> **Written request**: Copy out, word for word, the part of the records below that opens with the line containing "Exercise. Point out every instance of the billboard" and closes with the line containing "x=438, y=323", including both of those lines.

> **Information given**:
* * * * * * *

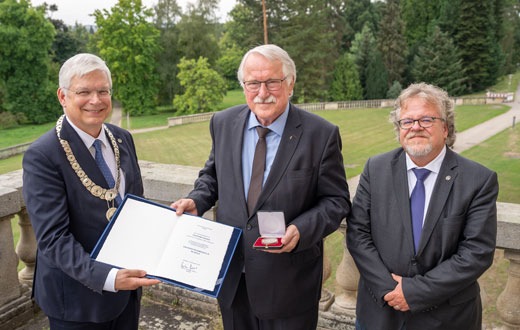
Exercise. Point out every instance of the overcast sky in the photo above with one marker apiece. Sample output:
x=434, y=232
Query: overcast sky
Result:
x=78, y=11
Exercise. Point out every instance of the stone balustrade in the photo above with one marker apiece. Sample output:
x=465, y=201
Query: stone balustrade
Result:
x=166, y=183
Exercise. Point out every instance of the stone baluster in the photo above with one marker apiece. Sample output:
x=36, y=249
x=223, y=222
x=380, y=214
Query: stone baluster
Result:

* * * * * * *

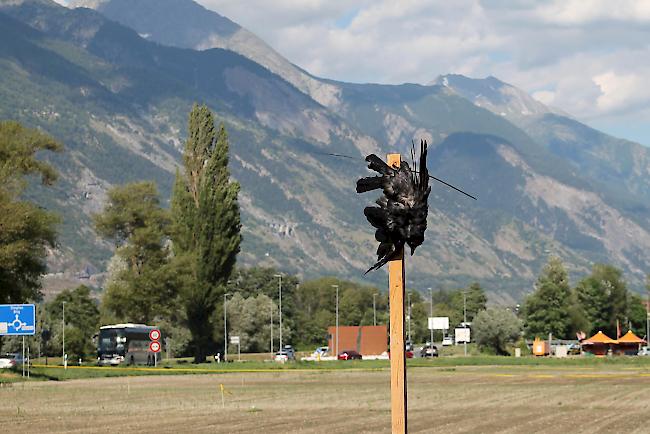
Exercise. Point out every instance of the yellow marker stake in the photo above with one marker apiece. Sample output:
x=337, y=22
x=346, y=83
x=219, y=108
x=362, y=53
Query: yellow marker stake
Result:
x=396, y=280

* * * * * * *

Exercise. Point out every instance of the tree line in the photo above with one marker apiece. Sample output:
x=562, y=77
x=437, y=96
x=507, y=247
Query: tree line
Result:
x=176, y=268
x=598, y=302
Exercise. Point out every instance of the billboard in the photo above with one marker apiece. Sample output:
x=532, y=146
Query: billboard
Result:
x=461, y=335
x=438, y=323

* * * * * * *

> **Right answer**:
Exercise. Point out every instance of the billboard in the photo above with one marker apiece. Sample output:
x=532, y=146
Query: billboard
Result:
x=461, y=335
x=438, y=323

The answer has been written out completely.